**Exercise:** Copy the data exactly, pictures aside.
*** Extracted information ***
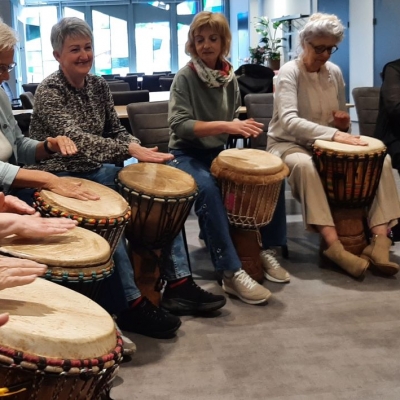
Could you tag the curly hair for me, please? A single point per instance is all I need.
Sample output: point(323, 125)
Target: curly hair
point(215, 21)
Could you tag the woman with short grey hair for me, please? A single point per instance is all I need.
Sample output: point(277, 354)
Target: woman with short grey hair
point(309, 105)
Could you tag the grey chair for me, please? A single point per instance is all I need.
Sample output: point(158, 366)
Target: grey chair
point(132, 96)
point(118, 86)
point(260, 106)
point(149, 123)
point(27, 100)
point(30, 87)
point(366, 101)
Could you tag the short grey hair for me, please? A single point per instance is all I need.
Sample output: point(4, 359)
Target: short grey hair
point(320, 24)
point(69, 27)
point(8, 37)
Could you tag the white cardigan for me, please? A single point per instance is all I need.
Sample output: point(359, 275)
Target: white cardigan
point(303, 106)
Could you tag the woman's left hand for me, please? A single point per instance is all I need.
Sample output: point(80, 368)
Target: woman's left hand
point(62, 144)
point(341, 120)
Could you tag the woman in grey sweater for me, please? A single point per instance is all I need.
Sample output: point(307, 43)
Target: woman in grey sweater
point(202, 109)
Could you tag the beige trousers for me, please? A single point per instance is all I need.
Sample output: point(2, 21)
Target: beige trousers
point(307, 188)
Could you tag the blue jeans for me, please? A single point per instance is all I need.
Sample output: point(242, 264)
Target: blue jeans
point(210, 211)
point(106, 176)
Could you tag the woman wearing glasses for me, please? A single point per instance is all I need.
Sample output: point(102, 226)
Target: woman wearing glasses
point(310, 105)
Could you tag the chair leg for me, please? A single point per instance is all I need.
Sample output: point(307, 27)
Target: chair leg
point(186, 247)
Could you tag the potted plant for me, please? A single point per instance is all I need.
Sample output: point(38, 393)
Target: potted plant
point(269, 45)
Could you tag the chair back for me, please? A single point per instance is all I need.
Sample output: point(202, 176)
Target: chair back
point(149, 123)
point(132, 96)
point(165, 83)
point(260, 106)
point(27, 100)
point(366, 100)
point(151, 83)
point(30, 87)
point(118, 86)
point(131, 80)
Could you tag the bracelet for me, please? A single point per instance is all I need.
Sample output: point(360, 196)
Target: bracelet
point(47, 149)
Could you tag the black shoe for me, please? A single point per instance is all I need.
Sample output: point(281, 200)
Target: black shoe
point(188, 298)
point(148, 320)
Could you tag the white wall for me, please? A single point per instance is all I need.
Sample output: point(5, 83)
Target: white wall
point(361, 44)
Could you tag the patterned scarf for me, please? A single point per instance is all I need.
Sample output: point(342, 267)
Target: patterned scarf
point(213, 78)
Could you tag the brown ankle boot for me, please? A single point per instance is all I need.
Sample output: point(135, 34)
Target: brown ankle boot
point(378, 254)
point(352, 264)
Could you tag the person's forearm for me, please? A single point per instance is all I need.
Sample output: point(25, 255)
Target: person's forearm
point(213, 128)
point(32, 178)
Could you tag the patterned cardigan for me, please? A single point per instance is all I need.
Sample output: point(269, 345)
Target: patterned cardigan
point(87, 116)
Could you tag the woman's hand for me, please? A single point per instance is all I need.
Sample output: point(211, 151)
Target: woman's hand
point(148, 154)
point(17, 272)
point(347, 138)
point(62, 144)
point(69, 189)
point(32, 226)
point(247, 128)
point(12, 204)
point(341, 120)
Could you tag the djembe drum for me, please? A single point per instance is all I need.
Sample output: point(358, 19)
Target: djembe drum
point(350, 176)
point(160, 197)
point(107, 216)
point(250, 182)
point(57, 344)
point(78, 259)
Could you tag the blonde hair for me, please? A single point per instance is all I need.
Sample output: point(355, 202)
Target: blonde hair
point(216, 22)
point(320, 24)
point(8, 37)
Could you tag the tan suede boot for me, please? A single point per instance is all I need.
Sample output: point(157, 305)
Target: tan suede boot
point(378, 254)
point(352, 264)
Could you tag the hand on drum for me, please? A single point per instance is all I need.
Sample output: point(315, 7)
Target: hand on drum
point(247, 128)
point(12, 204)
point(63, 145)
point(31, 226)
point(70, 189)
point(148, 154)
point(341, 120)
point(17, 272)
point(347, 138)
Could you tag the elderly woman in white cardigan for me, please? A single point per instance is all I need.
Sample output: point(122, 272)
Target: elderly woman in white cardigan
point(310, 105)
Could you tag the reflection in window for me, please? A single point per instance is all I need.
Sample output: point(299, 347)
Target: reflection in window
point(188, 8)
point(70, 12)
point(153, 47)
point(213, 5)
point(110, 44)
point(40, 61)
point(183, 58)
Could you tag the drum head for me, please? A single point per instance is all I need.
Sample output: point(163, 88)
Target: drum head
point(374, 145)
point(250, 161)
point(76, 248)
point(157, 180)
point(49, 320)
point(110, 205)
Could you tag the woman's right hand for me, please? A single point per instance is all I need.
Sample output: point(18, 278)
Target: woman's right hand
point(347, 138)
point(246, 128)
point(69, 189)
point(17, 272)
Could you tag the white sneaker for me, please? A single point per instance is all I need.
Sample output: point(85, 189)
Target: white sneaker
point(273, 271)
point(128, 346)
point(246, 288)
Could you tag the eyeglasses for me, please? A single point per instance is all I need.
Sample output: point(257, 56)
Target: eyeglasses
*** End of Extracted information ***
**The answer:**
Could you tag the curly hair for me, please? A single point per instance is all I need.
Sample output: point(323, 125)
Target: curly hair
point(215, 21)
Could you tag the woman with short grey hair for me, please? A single point per instance is all I need.
Sample output: point(277, 354)
Target: woman with short grey hair
point(309, 105)
Could you tag the grey chair for me, please? A single point per instance is all I need.
Sample output: point(158, 366)
Target: grey chair
point(132, 96)
point(118, 86)
point(260, 106)
point(149, 123)
point(27, 100)
point(30, 87)
point(366, 101)
Could you tag the short grey hair for me, please? A single point per instance is all I need.
Sample output: point(4, 359)
Target: short grey hair
point(320, 24)
point(69, 27)
point(8, 37)
Could you tag the white cardigan for me, please? A single point per instance is all I need.
Sample output: point(359, 275)
Target: white cardigan
point(303, 106)
Could you tag the woman's left hand for me, please? A single point per instance is all I need.
Sample output: point(80, 368)
Target: woman's left hand
point(62, 144)
point(341, 120)
Could you tag the woman in grey sweater for me, please? A single point per instance is all I need.
Sample output: point(307, 43)
Target: woman in grey sweater
point(202, 109)
Could you tag the beige trousers for me, please? A single point per instance is all I need.
Sample output: point(2, 21)
Target: beige trousers
point(307, 188)
Could you tag the blue jeans for me, please? A single point per instance is all I need.
Sample output: point(242, 264)
Target: blue jeans
point(210, 211)
point(106, 176)
Could you tag the woman wearing glasses for me, please? A single point per instance is all I need.
Sample output: point(102, 226)
Target: woman wearing glasses
point(310, 105)
Could you tag the chair leg for me, please? A single point per instance is all I need.
Sample output: point(307, 27)
Target: chair leg
point(186, 247)
Could you tag the potted plant for me, please? A single point per instance is all I need.
Sample output: point(38, 393)
Target: potted plant
point(269, 45)
Could you tag the chair back for me, please? A single point per instance is all I need.
Sample output: point(202, 176)
Target: chair back
point(149, 123)
point(132, 96)
point(165, 83)
point(260, 106)
point(27, 100)
point(366, 100)
point(151, 83)
point(30, 87)
point(118, 86)
point(131, 80)
Could you tag the bracelet for me, please? A single point per instance is all I need.
Sample output: point(360, 196)
Target: bracelet
point(47, 149)
Could you tag the black shoe for me, please? A single point per instance is all I need.
Sample output: point(281, 200)
Target: black shoe
point(188, 298)
point(148, 320)
Could you tag the white wall for me, please? A single point per instance is all I need.
Sample output: point(5, 83)
Target: white wall
point(361, 44)
Could you tag the patterned scarf for me, please? A single point per instance is all I need.
Sample output: point(342, 267)
Target: patterned scarf
point(213, 78)
Could you tag the brown ankle boot for me, please? A single point per instance is all I need.
Sample output: point(135, 34)
Target: brown ankle boot
point(378, 254)
point(352, 264)
Could you tag the person's forearm for me, please? A single point per instance is all I need.
Sample output: point(25, 255)
Target: person's forearm
point(213, 128)
point(32, 178)
Could you tag the patterned cardigan for me, please? A single point per instance is all I need.
Sample output: point(269, 345)
Target: patterned cardigan
point(87, 116)
Could you tag the woman's hand for me, please? A single point per instance is all I need.
Sample output: point(211, 151)
Target: woman's hand
point(148, 154)
point(17, 272)
point(347, 138)
point(62, 144)
point(69, 189)
point(32, 226)
point(247, 128)
point(12, 204)
point(341, 120)
Could you tag the djembe drum for me, please? A single point per instance is all I need.
Sample output: point(358, 19)
Target: djembe drum
point(350, 176)
point(160, 197)
point(107, 216)
point(250, 182)
point(57, 344)
point(78, 259)
Could you tag the blonde hair for me, please? A single point per instance is all I need.
Sample output: point(355, 202)
Target: blonde hair
point(216, 22)
point(320, 24)
point(8, 37)
Could you tag the tan suede boot for me, please? A single point per instance is all I need.
Sample output: point(157, 305)
Target: tan suede boot
point(378, 254)
point(352, 264)
Could you tag the hand on drum for me, please? A single point per instance is all I need.
Sample output: point(315, 7)
Target: hand on drum
point(247, 128)
point(12, 204)
point(63, 145)
point(31, 226)
point(70, 189)
point(148, 154)
point(341, 120)
point(17, 272)
point(347, 138)
Could you tag the elderly woman in white cardigan for me, please? A single point per instance is all I need.
Sample output: point(122, 272)
Target: elderly woman in white cardigan
point(310, 105)
Could you tag the reflection in window for me, please? A single point per instance is all I need.
Sample output: point(299, 347)
Target: reflection in window
point(188, 8)
point(70, 12)
point(153, 47)
point(213, 5)
point(110, 44)
point(40, 61)
point(183, 58)
Could you tag the drum head for me, please? A single point per instance is all I need.
Sample output: point(163, 88)
Target: drum head
point(374, 145)
point(250, 161)
point(76, 248)
point(157, 180)
point(49, 320)
point(110, 205)
Could you tag the woman's right hand for me, please? A single point per instance is all I need.
Sample output: point(18, 278)
Target: woman's right hand
point(347, 138)
point(246, 128)
point(69, 189)
point(17, 272)
Could you tag the white sneaker for me, please? A single point per instance is all I need.
Sample output: point(85, 189)
Target: white sneaker
point(273, 271)
point(128, 346)
point(246, 288)
Could you tag the eyeglasses for me, please? A single point per instance is all I need.
Sample output: point(257, 56)
Target: eyeglasses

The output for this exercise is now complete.